* **DOCUMENT TEXT**:

(begin)

Re: [PATCH] D20208: clang-format: [JS] fix template string width counting.

Martin Probst via cfe-commits Thu, 12 May 2016 10:24:06 -0700

mprobst updated this revision to Diff 57066.
mprobst added a comment.

- simplify logic by parsing forward, reduce complexity to O(n) from O(n^2)



http://reviews.llvm.org/D20208

Files:
  lib/Format/Format.cpp
  unittests/Format/FormatTestJS.cpp

Index: unittests/Format/FormatTestJS.cpp
===================================================================
--- unittests/Format/FormatTestJS.cpp
+++ unittests/Format/FormatTestJS.cpp
@@ -1076,6 +1076,8 @@
                getGoogleJSStyleWithColumns(34)); // Barely doesn't fit.
   verifyFormat("var x = `hello ${world}` >= some();",
                getGoogleJSStyleWithColumns(35)); // Barely fits.
+  verifyFormat("var x = `hellö ${wörld}` >= söme();",
+               getGoogleJSStyleWithColumns(35)); // Fits due to UTF-8.

(end)

* **INFORMATION PROVIDED**:

(begin)

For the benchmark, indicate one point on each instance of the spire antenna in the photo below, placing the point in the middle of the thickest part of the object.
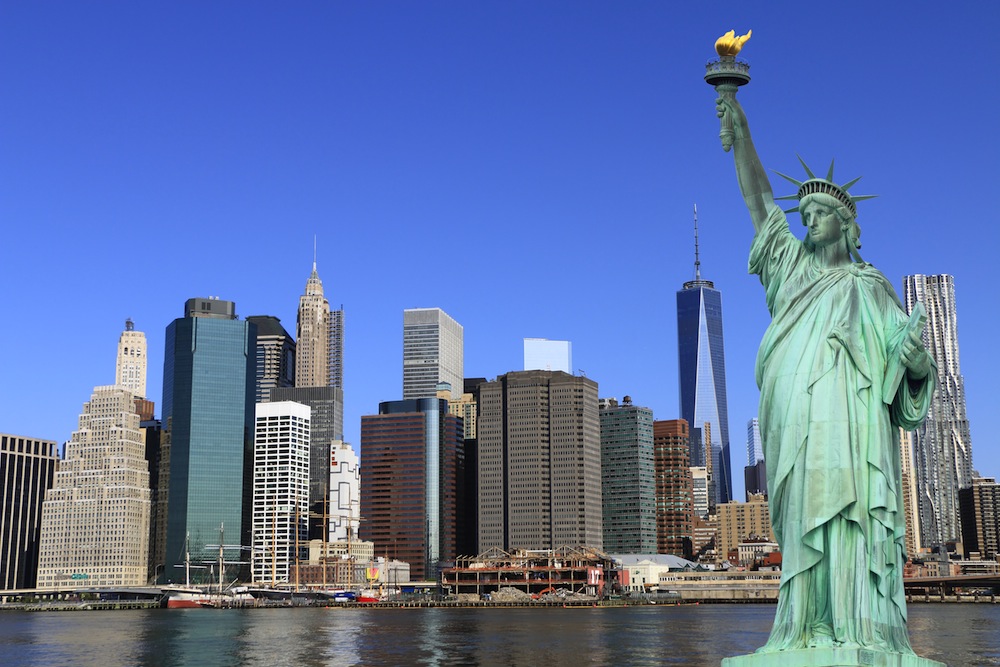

(end)

* **EXERCISES**:
A. In the patch message, restate more briefly the paragraph beginning "mprobst updated this revision", keeping its main facts.
B. List every inline code comment, the text following "//", that appears in the patch message.
The lines have no connection to the patch message.

* **ANSWERS TO THE TASKS**:
A. mprobst updated the revision to Diff 57066 and added a comment.

B.
- Barely doesn't fit.
- Barely fits.
- Fits due to UTF-8.